## [WRITTEN INSTRUCTION]
Copy out the lines of the items verbatim, starting with the first line and going on through the line that contains "column 757, row 154", both included. Leave the pictures out of your answer.

**** ENTRIES SHOWN ****

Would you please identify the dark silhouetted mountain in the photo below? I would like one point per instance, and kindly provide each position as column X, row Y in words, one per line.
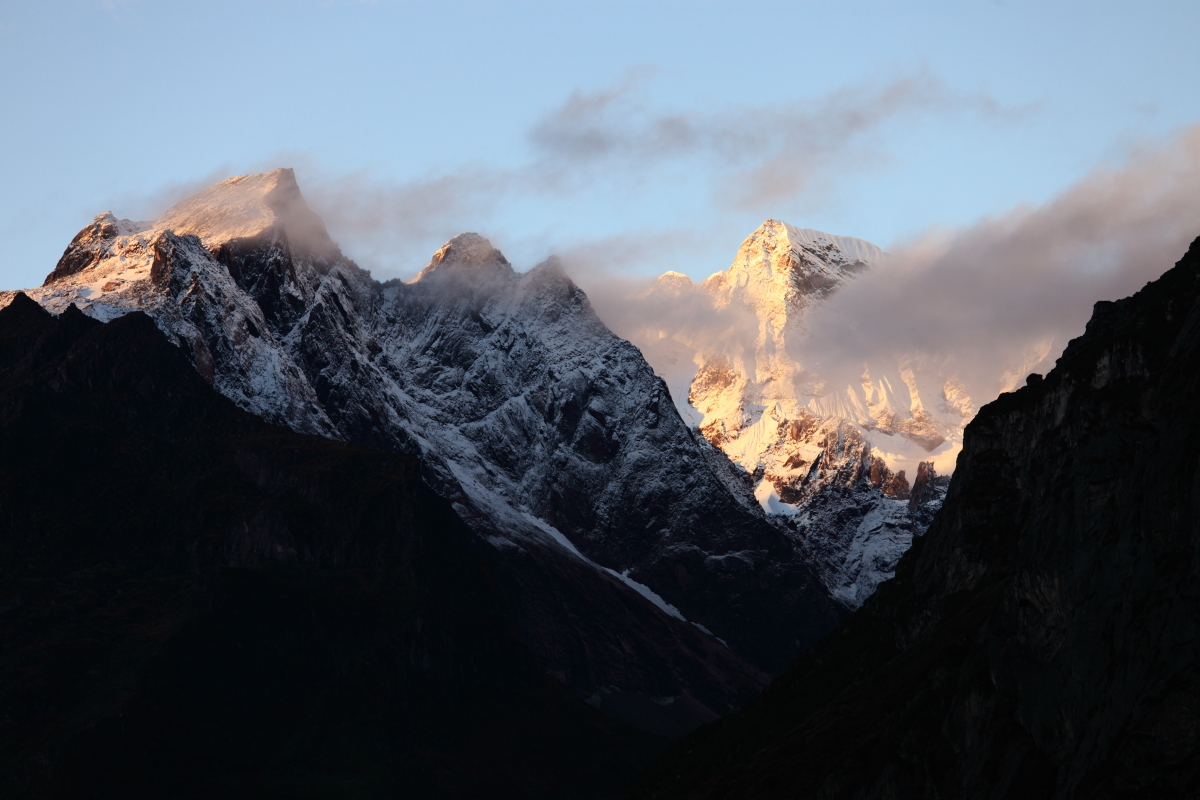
column 1041, row 641
column 195, row 603
column 630, row 560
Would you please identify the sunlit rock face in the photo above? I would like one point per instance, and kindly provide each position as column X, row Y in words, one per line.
column 641, row 565
column 801, row 438
column 1042, row 638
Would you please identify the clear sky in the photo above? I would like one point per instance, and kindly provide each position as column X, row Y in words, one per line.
column 633, row 136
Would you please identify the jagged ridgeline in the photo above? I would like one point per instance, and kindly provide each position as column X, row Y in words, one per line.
column 637, row 577
column 195, row 603
column 1041, row 641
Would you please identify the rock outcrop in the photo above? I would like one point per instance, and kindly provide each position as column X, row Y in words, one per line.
column 1041, row 641
column 551, row 435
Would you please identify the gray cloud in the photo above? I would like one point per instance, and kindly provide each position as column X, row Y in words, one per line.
column 617, row 138
column 993, row 298
column 757, row 154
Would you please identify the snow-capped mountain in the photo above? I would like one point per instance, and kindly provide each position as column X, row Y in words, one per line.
column 847, row 470
column 551, row 435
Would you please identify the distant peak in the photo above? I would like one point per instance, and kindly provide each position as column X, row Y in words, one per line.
column 851, row 250
column 466, row 252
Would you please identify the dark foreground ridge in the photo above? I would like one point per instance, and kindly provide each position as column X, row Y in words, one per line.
column 1041, row 641
column 195, row 603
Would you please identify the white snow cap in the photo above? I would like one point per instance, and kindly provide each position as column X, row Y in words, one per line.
column 246, row 206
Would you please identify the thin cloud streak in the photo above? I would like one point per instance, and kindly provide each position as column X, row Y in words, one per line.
column 616, row 139
column 994, row 301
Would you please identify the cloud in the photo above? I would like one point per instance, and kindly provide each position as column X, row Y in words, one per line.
column 996, row 300
column 618, row 138
column 756, row 152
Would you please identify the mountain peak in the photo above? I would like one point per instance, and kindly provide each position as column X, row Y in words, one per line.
column 467, row 252
column 247, row 206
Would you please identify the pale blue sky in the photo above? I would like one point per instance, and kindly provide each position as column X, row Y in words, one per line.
column 437, row 118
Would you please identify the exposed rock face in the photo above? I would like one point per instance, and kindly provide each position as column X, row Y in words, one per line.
column 551, row 435
column 798, row 438
column 196, row 603
column 1042, row 638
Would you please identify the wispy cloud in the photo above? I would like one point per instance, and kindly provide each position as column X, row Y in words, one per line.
column 985, row 304
column 989, row 299
column 754, row 152
column 618, row 136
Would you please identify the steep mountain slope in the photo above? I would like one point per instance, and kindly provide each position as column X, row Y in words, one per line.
column 551, row 435
column 195, row 603
column 1041, row 639
column 828, row 462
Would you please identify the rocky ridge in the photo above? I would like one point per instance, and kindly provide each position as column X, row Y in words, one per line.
column 195, row 603
column 1041, row 638
column 551, row 435
column 827, row 463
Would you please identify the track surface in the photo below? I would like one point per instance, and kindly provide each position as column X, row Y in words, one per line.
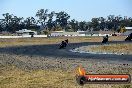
column 53, row 51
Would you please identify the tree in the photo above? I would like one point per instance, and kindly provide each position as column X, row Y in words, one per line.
column 95, row 24
column 50, row 22
column 42, row 16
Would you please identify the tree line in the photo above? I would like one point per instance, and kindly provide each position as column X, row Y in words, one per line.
column 52, row 21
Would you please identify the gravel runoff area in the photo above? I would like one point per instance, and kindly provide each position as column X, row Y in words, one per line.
column 117, row 49
column 50, row 57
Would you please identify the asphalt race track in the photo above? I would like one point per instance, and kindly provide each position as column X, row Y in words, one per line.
column 53, row 50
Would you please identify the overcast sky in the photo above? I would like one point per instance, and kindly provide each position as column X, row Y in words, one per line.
column 77, row 9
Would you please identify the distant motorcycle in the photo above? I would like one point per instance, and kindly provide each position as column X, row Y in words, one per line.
column 105, row 39
column 129, row 37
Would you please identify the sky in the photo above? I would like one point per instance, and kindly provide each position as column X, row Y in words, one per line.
column 81, row 10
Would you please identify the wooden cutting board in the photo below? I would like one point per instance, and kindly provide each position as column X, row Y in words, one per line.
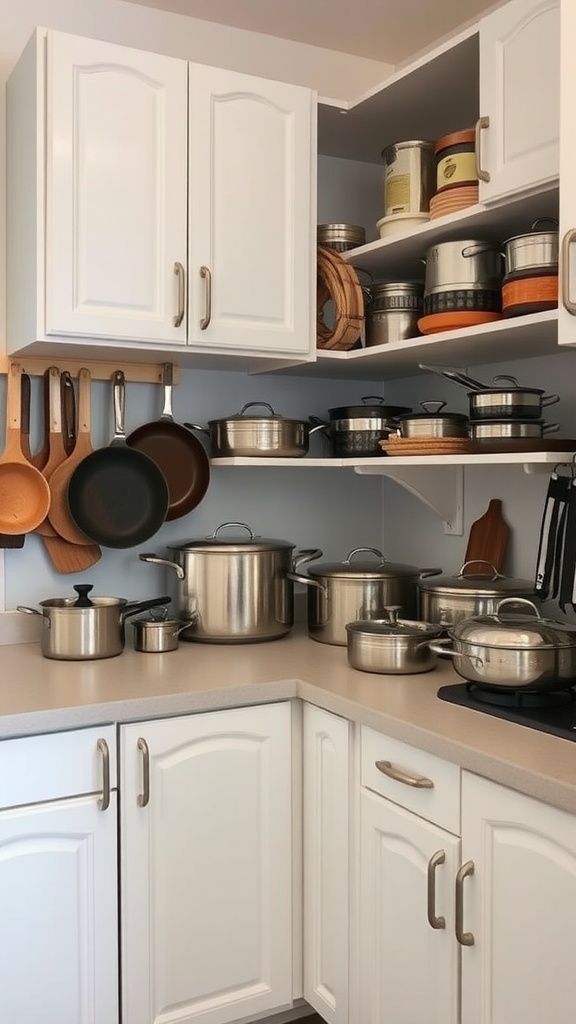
column 488, row 538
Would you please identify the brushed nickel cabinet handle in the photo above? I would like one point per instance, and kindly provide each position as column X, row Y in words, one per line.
column 207, row 276
column 179, row 272
column 104, row 802
column 465, row 871
column 144, row 797
column 481, row 173
column 417, row 781
column 434, row 921
column 568, row 239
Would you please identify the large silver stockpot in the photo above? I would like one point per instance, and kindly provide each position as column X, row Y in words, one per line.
column 234, row 589
column 78, row 629
column 476, row 590
column 392, row 646
column 343, row 592
column 512, row 649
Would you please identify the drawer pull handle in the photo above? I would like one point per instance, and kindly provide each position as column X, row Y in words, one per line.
column 179, row 271
column 568, row 239
column 466, row 870
column 480, row 172
column 434, row 921
column 144, row 797
column 104, row 802
column 205, row 322
column 418, row 781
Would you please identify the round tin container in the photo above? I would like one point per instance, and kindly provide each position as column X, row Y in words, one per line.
column 455, row 161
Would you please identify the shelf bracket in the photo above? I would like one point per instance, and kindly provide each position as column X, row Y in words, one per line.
column 441, row 487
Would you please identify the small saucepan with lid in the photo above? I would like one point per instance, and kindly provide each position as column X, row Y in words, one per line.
column 512, row 649
column 264, row 434
column 393, row 645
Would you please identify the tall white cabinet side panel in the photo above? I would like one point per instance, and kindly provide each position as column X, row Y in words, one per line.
column 519, row 91
column 567, row 270
column 58, row 921
column 206, row 866
column 250, row 211
column 326, row 840
column 116, row 189
column 520, row 905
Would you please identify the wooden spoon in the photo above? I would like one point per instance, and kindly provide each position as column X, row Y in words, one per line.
column 25, row 496
column 56, row 450
column 16, row 541
column 59, row 515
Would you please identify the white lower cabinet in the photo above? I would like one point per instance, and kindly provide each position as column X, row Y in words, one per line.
column 206, row 866
column 408, row 962
column 519, row 906
column 58, row 914
column 326, row 862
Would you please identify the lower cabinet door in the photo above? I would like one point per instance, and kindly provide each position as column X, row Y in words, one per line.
column 520, row 905
column 206, row 866
column 58, row 914
column 408, row 956
column 326, row 841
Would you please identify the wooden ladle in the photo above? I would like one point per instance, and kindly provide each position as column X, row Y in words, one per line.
column 59, row 515
column 25, row 495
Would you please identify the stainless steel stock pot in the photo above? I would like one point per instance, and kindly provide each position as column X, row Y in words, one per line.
column 234, row 589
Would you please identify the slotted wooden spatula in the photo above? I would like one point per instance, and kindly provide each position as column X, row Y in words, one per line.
column 488, row 538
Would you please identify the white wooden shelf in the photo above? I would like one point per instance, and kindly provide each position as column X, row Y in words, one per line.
column 436, row 480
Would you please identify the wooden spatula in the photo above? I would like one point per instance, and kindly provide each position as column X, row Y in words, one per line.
column 488, row 538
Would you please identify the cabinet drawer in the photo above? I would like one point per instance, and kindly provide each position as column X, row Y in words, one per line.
column 439, row 803
column 54, row 765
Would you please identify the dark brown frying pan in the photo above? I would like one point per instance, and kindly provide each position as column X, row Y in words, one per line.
column 118, row 497
column 178, row 454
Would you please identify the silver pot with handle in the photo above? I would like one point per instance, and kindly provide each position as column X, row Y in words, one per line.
column 351, row 590
column 86, row 628
column 513, row 649
column 476, row 589
column 234, row 589
column 392, row 646
column 266, row 434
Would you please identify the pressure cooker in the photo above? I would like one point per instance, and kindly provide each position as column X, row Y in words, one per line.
column 234, row 588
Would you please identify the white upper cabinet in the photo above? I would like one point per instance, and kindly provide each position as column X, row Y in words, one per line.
column 250, row 213
column 567, row 308
column 520, row 96
column 100, row 213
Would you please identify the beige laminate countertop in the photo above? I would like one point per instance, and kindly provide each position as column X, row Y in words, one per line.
column 38, row 694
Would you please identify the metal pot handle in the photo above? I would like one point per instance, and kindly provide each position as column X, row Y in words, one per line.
column 305, row 555
column 518, row 600
column 482, row 561
column 156, row 560
column 244, row 525
column 250, row 404
column 440, row 647
column 135, row 606
column 196, row 426
column 307, row 582
column 356, row 551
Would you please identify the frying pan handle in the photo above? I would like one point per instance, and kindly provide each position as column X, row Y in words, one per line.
column 156, row 560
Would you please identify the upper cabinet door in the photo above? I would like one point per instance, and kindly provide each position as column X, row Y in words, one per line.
column 251, row 214
column 116, row 190
column 520, row 95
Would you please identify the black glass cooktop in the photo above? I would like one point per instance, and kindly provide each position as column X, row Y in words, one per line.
column 552, row 712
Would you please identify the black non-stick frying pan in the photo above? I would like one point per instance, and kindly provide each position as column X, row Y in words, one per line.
column 118, row 496
column 179, row 455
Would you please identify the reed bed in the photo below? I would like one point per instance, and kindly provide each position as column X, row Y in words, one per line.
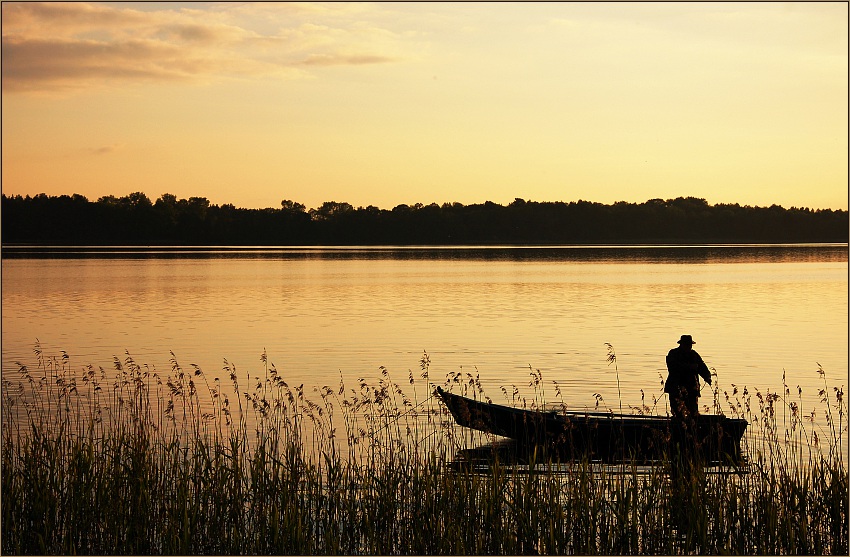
column 132, row 461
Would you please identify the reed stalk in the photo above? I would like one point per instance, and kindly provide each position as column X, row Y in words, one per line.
column 131, row 461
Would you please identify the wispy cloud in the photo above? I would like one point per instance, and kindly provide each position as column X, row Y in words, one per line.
column 106, row 149
column 58, row 46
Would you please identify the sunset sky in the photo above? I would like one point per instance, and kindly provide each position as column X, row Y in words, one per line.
column 382, row 104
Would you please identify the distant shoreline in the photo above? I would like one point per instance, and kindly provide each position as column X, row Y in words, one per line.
column 134, row 220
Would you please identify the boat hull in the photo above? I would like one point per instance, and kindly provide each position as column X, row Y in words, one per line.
column 602, row 436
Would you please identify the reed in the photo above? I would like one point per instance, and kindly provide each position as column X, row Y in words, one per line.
column 132, row 461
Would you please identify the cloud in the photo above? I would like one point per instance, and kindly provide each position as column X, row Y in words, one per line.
column 59, row 47
column 106, row 149
column 344, row 60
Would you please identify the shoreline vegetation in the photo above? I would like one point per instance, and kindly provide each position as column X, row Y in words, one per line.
column 133, row 461
column 136, row 220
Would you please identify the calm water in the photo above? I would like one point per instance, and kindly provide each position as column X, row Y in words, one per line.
column 754, row 311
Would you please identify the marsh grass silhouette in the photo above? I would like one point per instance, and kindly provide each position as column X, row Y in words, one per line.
column 133, row 461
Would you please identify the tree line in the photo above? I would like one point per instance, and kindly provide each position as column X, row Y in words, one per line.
column 136, row 220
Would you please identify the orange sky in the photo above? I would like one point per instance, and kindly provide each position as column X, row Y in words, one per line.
column 382, row 104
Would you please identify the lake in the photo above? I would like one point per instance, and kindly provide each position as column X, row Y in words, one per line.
column 321, row 313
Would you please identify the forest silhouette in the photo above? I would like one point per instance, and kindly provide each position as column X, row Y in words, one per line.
column 136, row 220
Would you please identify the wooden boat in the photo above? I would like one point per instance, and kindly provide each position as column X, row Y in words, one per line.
column 602, row 436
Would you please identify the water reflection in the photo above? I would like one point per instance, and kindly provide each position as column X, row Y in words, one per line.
column 768, row 253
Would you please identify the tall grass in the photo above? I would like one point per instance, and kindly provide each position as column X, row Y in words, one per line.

****

## [CORRECT RESPONSE]
Would you please identify the dark silhouetted mountain in the photo below? I would like one point per instance, and kindly provide each position as column X, row Y in words, one per line.
column 1041, row 641
column 195, row 603
column 630, row 560
Would you please identify the sunlit rock face in the photo above? I would like one point per instance, and kindly provide each position as column X, row Y in words, one per line.
column 641, row 565
column 801, row 438
column 1042, row 638
Would you please identify the clear sky in the photo above? I would like one point per instance, and kindly provide each position as column X, row Y in words, one per line.
column 633, row 136
Would you please identify the jagged ridgeline in the photo above? I would like one point per instance, and kindly provide each position as column X, row Y in words, one per line.
column 637, row 577
column 195, row 603
column 1041, row 641
Would you please identify the rock outcrop in the photo above? I would like one point per instance, and kindly provide each position as column X, row Y in words, one per line.
column 1041, row 641
column 551, row 435
Would you please identify the gray cloud in the photo above? I would like one point per instance, and kindly provide each position as column X, row Y in words, one per line.
column 617, row 138
column 993, row 298
column 757, row 154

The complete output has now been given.